Quoted passage:

——————

One of the most powerful ways to improve the quality of education and raise educational outcomes is to invest in the expertise of teachers. The government’s recently published Initial Teacher Training (ITT) market review states that its intention is to make England the best place in the world to become a teacher and promises radical teacher training reform.
Here we share 5 key takeaways from the review, but first, a quick recap of why the government is keen to reform.
The ITT market review aims
The ITT market review was originally proposed in 2019 as part of the Department for Education’s recruitment and retention strategy. So, what does this review aim to achieve? Key objectives are as follows:
- all trainees receive high-quality training
- the ITT market maintains the capacity to deliver enough trainees and is accessible to candidates
- the ITT system benefits all schools
The review is part of a broader arc of wide-ranging and profound reform to teacher training, as well as teacher and school leader development. It sets out to address inadequacies in how the teacher training market operates, looking to weed out poor quality providers, and to ensure the consistent provision of high-quality initial teacher education, in line with the ITT core content framework (CCF) and early career framework (ECF). It also looks at ways of building on the capacity and expertise afforded by the new teaching school hubs.
Academies Minister Baroness Berridge said the review aims to ensure “every person who goes through ITT has that joined up experience through that academic part and in the classroom”.
She added they “want to build on the good quality [of the ITT Sector] and have specifically asked the review to look at the sufficiency of teacher supply which is an issue in some parts of the country”.
It also aims to solve some of the access complexities found in the teacher training market to encourage more people into the profession. Professor Anna Lise Gordon, the Director of the Institute of Education at St Mary’s University, says “The current application system can also be quite challenging to navigate and, with such a diversity of routes into teaching on offer, simplifying the application process could help with the recruitment of teachers.”
Overview of the ITT market review report and its recommendations
The review, led by Ian Bauckham CBE, CEO of Tenax Schools Trust, and supported by sector experts, outlines 14 recommendations for improvements in the teacher training sector (summaries of the recommendations can be found in Annex A of the report).

——————

Dataset extract:
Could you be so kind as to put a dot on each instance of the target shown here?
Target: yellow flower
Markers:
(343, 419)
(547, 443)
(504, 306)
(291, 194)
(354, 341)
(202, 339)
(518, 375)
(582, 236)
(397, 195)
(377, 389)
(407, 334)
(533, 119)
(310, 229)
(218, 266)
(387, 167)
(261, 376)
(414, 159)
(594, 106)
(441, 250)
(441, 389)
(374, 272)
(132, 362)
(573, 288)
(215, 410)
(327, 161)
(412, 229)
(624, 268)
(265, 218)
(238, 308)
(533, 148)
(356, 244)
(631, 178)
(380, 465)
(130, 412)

——————

Task set:
**1.** Using the text about the ITT market review, decide whether each statement agrees with it. Mark each yes or no and quote the words that settle it.
(a) The review was first proposed in 2019 as part of the Department for Education's recruitment and retention strategy.
(b) The review sets out 20 recommendations for the teacher training sector.
(c) Professor Anna Lise Gordon is the CEO of Tenax Schools Trust.
**2.** Turn the paragraph of the ITT market review text that begins "The review is part of a broader arc" into a short bulleted list that keeps its main facts.
**3.** Carry the text about the ITT market review forward from its last sentence, in the same style.

Results by task:
**1.**
(a) Yes: "The ITT market review was originally proposed in 2019 as part of the Department for Education’s recruitment and retention strategy."
(b) No: "outlines 14 recommendations for improvements in the teacher training sector"
(c) No: "Professor Anna Lise Gordon, the Director of the Institute of Education at St Mary’s University"

**2.**
- The review belongs to a wider program of deep reform to teacher training and to teacher and school leader development.
- It targets weaknesses in how the teacher training market works and aims to remove poor-quality providers.
- It seeks consistent high-quality initial teacher education in line with the ITT core content framework (CCF) and the early career framework (ECF).
- It considers how to build on the capacity and expertise of the new teaching school hubs.

**3.**
The expert group’s conclusions offer insight into the features and characteristics of leading ITT, including curriculum content, course structure and delivery, and mentoring (the base required for high-quality, evidence-based teacher training).
The recommendations are geared to strengthen quality standards in initial teacher training courses. They include a new accreditation process, intensive school placements, and improved mentoring for trainees.
A new set of quality requirements will regulate all ITT providers that offer courses leading to qualified teacher status (QTS). This includes:
- the design of the training curriculum (incorporating all aspects of the CCF)
- the identification of placement in schools
- the identification and training of mentors
- the design and use of a detailed assessment framework
- a quality assurance requirement for all accredited providers
- new structures and partnerships with the capacity to deliver high quality training
5 Key Takeaways from the ITT Review
1. Provider accreditation
The review found a lack of consistency across partnerships, and between providers in the content and quality of the training curriculum.
A robust accreditation process is recommended to ensure all teacher training providers have the capacity to meet quality requirements in full, both at the point of accreditation and on an ongoing basis - once accredited, providers will need to continue to meet accreditation conditions. Moving forward, all providers will be inspected by Ofsted using the revised initial teacher education (ITE) inspection framework.
Where providers don’t make the grade, the review recommends government intervention to “broker transfer of trainees to another provider”.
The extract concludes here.